Point labeling examples >>
-- start --

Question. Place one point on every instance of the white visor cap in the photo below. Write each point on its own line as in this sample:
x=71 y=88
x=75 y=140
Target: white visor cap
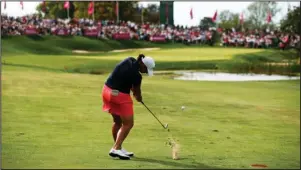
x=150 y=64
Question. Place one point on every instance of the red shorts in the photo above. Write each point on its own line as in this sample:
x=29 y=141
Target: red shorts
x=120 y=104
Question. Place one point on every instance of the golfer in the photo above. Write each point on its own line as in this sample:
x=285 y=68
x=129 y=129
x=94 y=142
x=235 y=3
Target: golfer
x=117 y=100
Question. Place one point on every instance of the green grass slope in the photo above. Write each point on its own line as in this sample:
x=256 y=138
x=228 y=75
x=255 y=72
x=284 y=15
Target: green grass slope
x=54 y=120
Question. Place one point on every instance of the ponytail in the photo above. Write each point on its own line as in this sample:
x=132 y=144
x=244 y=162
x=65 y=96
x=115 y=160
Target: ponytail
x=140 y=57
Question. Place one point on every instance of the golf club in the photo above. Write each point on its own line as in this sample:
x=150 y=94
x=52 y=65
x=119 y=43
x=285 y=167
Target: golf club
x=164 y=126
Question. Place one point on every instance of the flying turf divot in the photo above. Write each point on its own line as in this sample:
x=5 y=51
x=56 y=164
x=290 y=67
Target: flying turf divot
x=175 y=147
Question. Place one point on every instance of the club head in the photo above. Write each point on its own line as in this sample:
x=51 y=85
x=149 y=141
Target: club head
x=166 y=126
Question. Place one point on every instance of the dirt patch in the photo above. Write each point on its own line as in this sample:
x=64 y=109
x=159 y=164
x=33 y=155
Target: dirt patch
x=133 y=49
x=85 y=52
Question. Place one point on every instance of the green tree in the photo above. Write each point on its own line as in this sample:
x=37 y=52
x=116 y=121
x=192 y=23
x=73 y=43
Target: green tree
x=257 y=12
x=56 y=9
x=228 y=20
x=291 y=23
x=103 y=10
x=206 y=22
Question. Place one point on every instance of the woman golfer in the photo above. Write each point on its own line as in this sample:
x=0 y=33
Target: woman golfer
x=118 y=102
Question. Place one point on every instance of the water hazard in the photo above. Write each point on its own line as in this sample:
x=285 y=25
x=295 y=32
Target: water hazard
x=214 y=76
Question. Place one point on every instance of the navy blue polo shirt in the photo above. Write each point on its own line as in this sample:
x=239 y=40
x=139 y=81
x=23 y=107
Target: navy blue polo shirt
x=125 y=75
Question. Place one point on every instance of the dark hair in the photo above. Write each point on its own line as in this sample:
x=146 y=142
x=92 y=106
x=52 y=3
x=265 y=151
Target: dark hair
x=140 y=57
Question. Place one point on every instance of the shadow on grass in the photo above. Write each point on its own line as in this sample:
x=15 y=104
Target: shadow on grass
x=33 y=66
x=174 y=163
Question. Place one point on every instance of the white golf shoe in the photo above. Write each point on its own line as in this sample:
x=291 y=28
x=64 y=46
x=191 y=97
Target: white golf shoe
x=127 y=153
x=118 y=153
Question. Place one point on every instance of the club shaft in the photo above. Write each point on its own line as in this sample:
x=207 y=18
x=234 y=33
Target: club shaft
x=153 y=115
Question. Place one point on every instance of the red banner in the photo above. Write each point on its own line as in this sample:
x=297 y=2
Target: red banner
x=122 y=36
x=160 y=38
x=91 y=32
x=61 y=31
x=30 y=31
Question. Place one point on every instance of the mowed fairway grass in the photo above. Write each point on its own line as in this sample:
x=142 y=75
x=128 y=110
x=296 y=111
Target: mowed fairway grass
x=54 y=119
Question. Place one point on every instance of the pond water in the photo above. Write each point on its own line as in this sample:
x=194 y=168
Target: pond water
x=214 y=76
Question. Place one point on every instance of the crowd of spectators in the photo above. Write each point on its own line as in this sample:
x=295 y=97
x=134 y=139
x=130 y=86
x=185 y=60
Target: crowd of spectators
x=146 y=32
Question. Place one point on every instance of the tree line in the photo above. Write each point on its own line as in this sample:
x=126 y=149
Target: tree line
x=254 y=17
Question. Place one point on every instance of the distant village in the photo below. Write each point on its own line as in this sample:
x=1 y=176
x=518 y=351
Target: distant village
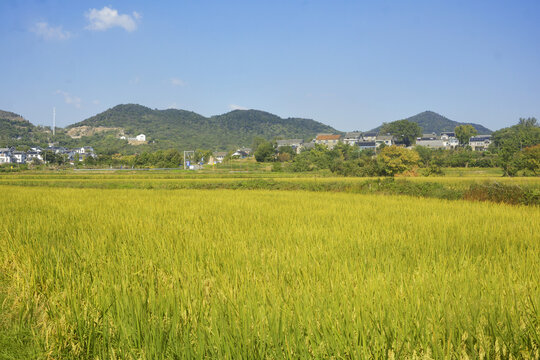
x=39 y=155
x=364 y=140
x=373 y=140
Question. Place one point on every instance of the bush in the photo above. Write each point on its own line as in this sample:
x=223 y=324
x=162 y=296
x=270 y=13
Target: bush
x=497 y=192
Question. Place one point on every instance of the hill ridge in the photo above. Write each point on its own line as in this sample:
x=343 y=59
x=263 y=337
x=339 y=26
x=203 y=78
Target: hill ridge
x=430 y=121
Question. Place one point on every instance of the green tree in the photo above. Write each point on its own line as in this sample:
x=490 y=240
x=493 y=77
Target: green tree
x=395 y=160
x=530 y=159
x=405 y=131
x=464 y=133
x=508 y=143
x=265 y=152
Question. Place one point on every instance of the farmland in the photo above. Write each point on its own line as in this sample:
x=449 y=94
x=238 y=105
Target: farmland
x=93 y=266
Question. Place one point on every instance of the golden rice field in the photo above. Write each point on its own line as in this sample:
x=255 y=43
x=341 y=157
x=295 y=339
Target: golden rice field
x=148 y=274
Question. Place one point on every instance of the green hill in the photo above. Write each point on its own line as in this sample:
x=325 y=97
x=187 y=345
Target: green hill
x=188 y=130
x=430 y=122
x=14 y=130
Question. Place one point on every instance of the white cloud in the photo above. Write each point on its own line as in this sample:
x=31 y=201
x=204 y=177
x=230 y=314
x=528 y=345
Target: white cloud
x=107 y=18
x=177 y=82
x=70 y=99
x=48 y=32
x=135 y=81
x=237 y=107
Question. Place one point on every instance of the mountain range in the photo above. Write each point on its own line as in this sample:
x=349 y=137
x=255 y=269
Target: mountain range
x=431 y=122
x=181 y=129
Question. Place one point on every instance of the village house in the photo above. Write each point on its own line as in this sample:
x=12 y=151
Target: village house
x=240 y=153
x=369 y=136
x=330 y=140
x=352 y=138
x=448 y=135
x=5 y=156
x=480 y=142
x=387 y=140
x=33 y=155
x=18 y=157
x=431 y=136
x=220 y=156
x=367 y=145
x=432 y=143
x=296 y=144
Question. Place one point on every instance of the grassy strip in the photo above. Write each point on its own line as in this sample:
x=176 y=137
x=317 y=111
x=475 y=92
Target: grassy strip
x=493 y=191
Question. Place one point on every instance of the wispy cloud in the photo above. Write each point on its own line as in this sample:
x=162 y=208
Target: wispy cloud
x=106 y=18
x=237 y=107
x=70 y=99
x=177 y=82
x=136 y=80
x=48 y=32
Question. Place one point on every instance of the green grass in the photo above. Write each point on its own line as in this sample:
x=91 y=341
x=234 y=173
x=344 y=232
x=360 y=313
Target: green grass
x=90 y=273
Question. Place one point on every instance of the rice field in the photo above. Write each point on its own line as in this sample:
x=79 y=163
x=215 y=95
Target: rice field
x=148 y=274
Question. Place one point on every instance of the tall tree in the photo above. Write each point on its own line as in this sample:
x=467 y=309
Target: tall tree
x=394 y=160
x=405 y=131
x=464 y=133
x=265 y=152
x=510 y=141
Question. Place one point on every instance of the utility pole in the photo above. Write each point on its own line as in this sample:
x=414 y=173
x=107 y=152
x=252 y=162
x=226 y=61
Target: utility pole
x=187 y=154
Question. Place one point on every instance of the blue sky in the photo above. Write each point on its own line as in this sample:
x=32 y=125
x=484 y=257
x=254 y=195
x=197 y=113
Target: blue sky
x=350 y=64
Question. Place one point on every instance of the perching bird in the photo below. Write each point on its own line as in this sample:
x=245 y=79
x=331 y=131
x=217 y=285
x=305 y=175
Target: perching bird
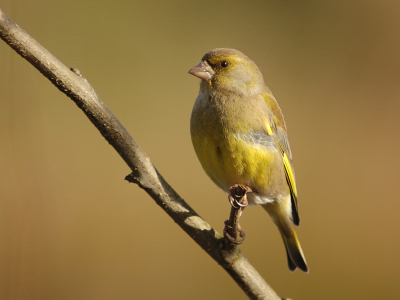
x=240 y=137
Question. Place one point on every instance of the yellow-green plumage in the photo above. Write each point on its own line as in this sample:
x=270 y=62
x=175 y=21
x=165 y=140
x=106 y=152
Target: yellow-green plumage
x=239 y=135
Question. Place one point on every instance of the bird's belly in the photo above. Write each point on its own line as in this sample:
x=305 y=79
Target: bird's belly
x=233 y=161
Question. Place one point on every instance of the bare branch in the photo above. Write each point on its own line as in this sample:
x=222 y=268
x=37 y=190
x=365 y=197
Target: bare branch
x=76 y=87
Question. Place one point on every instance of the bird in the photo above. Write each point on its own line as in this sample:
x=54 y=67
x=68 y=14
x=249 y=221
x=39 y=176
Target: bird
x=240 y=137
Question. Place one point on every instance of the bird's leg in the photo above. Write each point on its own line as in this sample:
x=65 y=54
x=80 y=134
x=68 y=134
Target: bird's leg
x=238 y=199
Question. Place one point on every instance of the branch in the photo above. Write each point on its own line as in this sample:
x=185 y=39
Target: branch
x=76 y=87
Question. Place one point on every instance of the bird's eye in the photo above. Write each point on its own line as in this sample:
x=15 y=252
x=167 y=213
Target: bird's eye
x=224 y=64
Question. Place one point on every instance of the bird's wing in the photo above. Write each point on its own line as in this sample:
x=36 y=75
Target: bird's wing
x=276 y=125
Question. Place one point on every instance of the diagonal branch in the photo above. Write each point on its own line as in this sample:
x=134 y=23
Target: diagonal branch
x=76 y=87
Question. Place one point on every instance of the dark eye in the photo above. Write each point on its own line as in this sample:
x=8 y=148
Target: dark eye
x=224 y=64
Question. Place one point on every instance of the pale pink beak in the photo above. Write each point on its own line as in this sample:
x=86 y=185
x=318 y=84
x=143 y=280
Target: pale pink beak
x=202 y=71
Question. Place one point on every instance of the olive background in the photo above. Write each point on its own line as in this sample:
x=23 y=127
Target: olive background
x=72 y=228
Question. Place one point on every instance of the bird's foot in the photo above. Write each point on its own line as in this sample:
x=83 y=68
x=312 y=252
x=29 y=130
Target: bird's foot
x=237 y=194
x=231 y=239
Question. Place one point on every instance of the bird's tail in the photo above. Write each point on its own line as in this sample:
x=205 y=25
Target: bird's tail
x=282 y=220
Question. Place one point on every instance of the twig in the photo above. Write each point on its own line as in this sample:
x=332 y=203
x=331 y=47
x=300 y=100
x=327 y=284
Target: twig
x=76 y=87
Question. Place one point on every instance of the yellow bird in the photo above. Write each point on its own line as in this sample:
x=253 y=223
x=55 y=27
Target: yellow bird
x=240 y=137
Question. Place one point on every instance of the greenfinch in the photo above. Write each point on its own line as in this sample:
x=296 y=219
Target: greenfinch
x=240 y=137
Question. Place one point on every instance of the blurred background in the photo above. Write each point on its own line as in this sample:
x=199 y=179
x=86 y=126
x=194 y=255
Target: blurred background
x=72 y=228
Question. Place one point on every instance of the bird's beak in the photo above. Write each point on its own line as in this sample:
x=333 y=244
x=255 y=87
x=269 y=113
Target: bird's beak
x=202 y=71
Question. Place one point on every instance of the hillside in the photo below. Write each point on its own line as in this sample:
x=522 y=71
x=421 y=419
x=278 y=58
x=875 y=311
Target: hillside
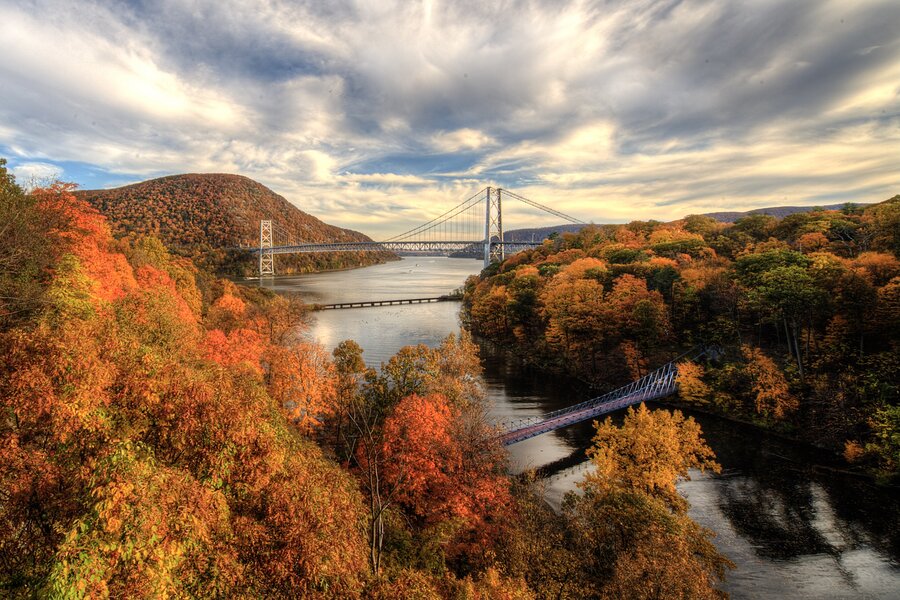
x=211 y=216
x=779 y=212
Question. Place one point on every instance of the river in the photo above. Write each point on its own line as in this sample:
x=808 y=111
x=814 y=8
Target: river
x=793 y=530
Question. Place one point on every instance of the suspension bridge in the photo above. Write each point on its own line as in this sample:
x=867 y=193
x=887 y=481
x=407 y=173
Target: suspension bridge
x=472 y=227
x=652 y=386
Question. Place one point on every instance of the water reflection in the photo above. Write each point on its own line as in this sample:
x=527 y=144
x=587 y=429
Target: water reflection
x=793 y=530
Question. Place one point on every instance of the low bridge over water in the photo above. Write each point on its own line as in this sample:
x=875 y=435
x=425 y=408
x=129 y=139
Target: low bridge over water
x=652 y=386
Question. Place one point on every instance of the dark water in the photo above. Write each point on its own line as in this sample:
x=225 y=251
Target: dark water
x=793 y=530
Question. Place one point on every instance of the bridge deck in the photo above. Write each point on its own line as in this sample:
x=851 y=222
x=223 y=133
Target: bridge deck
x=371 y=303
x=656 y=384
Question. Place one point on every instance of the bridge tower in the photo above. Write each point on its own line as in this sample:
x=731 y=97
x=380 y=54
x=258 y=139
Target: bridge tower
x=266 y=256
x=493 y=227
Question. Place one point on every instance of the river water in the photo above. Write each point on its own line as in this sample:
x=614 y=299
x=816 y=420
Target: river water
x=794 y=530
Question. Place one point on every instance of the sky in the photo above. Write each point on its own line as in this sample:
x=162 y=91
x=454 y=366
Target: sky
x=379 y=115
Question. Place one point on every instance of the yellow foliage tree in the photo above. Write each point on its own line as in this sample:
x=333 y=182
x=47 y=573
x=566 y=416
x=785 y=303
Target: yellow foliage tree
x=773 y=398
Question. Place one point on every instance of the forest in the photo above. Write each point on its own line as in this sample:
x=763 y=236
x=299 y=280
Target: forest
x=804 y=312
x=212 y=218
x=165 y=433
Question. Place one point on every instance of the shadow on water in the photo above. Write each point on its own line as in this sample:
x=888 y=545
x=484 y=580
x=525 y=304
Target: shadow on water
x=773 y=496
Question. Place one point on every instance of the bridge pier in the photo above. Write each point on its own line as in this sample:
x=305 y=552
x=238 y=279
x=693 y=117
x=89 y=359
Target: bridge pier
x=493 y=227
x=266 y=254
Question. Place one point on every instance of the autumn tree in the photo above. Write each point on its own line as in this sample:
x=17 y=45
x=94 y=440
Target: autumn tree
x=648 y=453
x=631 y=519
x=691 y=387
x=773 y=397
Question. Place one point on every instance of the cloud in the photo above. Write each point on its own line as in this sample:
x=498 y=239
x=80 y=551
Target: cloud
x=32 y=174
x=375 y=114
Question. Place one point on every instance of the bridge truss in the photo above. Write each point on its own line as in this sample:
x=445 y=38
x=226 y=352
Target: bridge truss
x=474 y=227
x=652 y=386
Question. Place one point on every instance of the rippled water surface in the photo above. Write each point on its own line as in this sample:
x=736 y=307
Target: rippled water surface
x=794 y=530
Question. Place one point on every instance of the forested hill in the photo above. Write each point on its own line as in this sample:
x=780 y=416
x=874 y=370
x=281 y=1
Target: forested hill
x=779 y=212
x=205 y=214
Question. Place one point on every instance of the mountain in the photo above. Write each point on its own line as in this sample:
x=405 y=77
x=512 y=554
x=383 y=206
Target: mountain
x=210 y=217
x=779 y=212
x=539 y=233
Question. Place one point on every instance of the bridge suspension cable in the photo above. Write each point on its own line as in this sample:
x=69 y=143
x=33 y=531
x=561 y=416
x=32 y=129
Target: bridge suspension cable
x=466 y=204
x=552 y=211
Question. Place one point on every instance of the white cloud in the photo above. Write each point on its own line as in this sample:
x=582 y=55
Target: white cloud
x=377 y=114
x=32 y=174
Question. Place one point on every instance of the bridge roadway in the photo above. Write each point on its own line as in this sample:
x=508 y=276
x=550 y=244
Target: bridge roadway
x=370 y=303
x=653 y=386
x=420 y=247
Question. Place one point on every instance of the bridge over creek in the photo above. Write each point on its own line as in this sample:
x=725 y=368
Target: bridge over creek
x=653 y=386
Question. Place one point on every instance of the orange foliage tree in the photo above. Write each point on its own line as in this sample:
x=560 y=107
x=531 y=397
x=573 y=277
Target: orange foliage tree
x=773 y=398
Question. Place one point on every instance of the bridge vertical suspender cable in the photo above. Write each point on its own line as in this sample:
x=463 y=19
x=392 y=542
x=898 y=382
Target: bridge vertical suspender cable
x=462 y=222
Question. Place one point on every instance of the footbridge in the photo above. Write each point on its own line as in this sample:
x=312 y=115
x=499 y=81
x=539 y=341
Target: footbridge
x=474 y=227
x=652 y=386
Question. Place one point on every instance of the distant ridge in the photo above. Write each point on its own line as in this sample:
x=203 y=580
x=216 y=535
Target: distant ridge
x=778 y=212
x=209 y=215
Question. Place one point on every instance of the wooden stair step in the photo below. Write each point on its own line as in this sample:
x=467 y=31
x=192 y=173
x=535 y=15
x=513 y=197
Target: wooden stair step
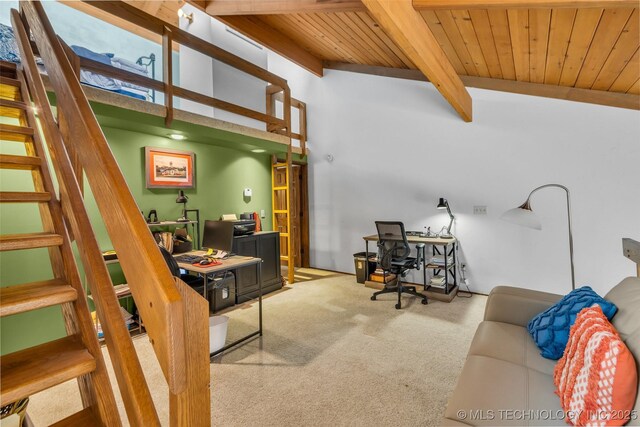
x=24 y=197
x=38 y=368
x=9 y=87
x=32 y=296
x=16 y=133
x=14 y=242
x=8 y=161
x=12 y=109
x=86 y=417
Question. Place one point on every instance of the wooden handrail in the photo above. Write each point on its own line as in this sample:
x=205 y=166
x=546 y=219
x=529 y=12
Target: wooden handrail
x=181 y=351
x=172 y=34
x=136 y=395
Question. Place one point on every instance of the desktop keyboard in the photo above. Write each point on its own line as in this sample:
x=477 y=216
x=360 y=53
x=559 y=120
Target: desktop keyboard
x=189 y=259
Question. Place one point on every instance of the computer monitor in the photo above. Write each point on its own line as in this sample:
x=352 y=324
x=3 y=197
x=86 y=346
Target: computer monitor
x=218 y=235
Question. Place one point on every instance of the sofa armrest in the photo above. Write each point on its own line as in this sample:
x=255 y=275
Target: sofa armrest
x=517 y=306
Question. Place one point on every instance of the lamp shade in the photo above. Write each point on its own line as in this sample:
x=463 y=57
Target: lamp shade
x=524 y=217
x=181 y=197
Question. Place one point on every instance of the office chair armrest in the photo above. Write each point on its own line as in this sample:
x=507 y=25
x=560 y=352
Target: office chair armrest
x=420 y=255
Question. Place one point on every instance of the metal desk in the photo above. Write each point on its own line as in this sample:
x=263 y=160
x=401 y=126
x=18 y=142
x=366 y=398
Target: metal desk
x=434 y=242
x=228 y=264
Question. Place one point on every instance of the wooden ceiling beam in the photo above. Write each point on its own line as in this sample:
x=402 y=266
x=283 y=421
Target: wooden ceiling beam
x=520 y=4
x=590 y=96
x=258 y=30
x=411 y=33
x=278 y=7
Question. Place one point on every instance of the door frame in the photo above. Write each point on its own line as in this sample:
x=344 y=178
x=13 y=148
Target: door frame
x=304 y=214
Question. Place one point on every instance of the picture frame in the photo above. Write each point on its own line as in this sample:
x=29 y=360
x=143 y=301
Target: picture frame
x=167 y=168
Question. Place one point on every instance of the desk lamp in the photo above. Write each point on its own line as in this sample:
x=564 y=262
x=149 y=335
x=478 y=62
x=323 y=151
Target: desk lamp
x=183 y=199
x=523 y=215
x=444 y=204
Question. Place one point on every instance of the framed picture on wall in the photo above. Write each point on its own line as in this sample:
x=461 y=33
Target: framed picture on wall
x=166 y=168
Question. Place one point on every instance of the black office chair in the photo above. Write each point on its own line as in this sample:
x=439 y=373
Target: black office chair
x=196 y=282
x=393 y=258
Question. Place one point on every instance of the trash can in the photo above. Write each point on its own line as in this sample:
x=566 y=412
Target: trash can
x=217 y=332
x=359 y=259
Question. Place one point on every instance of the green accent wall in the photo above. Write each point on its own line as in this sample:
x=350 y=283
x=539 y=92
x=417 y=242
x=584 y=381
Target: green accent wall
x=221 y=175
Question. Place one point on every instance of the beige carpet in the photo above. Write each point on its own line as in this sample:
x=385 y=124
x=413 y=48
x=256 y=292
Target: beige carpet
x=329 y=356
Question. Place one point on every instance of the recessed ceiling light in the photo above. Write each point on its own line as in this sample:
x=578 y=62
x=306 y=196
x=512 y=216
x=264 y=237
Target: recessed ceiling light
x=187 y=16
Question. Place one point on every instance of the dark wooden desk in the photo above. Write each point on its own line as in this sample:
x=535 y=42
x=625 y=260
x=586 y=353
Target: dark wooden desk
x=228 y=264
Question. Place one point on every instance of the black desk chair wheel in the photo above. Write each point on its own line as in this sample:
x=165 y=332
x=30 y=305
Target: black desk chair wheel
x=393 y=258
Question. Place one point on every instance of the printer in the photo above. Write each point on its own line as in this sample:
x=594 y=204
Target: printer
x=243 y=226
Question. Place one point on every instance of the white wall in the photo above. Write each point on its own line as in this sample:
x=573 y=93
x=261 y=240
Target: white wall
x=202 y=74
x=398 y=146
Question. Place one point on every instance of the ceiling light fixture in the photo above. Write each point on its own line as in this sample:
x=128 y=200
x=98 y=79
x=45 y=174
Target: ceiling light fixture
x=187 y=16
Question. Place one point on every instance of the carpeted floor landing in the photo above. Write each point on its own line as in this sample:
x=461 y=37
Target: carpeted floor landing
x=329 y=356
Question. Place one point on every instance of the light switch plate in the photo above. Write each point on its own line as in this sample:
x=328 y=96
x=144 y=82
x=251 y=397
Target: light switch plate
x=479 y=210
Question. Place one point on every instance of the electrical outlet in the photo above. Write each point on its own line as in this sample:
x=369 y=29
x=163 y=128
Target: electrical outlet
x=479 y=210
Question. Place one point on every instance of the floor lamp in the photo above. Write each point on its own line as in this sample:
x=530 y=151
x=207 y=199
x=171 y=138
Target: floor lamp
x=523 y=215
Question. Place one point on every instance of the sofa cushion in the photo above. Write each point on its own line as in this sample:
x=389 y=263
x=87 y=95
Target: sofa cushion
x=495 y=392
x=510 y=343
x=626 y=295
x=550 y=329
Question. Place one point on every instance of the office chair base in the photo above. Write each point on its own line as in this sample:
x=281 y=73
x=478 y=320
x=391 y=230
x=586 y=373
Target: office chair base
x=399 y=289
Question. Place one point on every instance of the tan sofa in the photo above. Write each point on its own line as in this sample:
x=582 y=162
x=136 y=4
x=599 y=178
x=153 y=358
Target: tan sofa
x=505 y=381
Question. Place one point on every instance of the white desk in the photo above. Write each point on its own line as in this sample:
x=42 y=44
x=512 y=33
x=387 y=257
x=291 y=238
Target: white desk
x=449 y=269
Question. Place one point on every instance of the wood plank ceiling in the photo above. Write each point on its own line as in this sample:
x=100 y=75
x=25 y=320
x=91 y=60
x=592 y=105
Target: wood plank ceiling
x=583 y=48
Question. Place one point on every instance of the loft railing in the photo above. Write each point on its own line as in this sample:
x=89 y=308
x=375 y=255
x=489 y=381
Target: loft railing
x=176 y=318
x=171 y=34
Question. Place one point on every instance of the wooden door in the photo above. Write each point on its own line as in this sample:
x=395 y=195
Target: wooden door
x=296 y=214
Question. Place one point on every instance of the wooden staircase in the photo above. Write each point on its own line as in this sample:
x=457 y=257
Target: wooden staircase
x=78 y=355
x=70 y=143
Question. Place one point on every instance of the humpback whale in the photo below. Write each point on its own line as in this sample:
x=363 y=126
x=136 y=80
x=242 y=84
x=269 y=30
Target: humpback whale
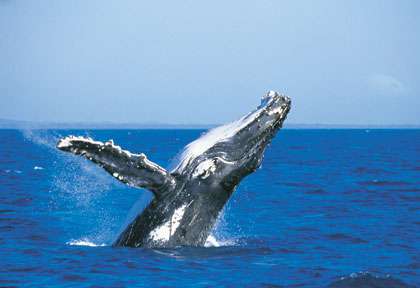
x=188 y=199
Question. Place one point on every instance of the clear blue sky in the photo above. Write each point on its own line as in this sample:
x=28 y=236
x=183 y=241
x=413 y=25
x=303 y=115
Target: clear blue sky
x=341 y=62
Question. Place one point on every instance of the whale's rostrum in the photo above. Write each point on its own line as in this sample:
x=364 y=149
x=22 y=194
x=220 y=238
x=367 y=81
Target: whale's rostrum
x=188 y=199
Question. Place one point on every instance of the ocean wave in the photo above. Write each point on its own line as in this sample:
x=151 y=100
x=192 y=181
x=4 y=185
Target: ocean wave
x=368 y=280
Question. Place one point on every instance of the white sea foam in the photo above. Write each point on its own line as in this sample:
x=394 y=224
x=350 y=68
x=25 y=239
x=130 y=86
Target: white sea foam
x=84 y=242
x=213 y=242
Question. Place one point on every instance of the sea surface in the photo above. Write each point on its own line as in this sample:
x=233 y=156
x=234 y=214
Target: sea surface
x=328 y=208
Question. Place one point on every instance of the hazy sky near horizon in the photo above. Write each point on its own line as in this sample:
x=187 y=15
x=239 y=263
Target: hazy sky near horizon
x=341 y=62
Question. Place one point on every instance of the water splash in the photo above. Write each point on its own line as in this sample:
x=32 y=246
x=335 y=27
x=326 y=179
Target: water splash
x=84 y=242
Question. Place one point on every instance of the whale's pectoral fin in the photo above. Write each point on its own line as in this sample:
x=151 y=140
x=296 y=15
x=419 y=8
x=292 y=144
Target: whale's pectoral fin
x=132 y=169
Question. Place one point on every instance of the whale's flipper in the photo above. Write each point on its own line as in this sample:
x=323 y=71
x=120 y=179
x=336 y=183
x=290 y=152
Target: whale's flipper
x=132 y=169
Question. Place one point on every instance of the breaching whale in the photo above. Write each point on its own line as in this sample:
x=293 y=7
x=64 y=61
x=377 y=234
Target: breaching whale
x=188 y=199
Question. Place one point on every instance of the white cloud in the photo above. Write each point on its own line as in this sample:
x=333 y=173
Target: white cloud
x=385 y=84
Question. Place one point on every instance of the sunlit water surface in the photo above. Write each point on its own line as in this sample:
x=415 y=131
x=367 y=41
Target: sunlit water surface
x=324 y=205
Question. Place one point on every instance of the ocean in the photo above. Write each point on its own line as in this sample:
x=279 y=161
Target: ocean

-- end --

In the records above, return only the line that contains "Question. Place one point on every instance of the hazy" and every line after it through the last, exactly as they appear.

RESPONSE TO THIS EXERCISE >>
Question. Place one point on every instance of the hazy sky near horizon in the photo above. Write each point on its own line as in this sample:
x=187 y=15
x=239 y=263
Target: hazy sky near horizon
x=341 y=62
Question. Place one point on every instance of the water splash in the photo above. Write each point on its own line as in this sample:
x=32 y=246
x=335 y=27
x=326 y=179
Target: water splash
x=84 y=242
Question. Place one point on every instance of the whale's pectoral fin in the photo above. Write each point on its own line as in this sample:
x=151 y=140
x=296 y=15
x=419 y=8
x=292 y=144
Target: whale's pectoral fin
x=132 y=169
Question. Place one point on every instance of the whale's flipper in the photo above. Write each point on its own line as in this sample:
x=323 y=71
x=120 y=179
x=336 y=183
x=290 y=152
Target: whale's flipper
x=132 y=169
Question. Place one point on every instance of the breaching whale in the photo above. Write each point on its own line as in this sample:
x=293 y=7
x=64 y=61
x=377 y=234
Target: breaching whale
x=188 y=199
Question. Place one point on every instance of the white cloud in the photo above. Write each point on its own line as in this sample:
x=333 y=173
Target: white cloud
x=385 y=84
Question. Place one point on every instance of the sunlit water surface in the photo above. Write each point on its own line as in this sample:
x=415 y=131
x=367 y=41
Target: sunlit water surface
x=324 y=205
Question. Place one point on every instance of the ocean in the photo above. Write each point on its own line as in this sample:
x=279 y=161
Target: ocean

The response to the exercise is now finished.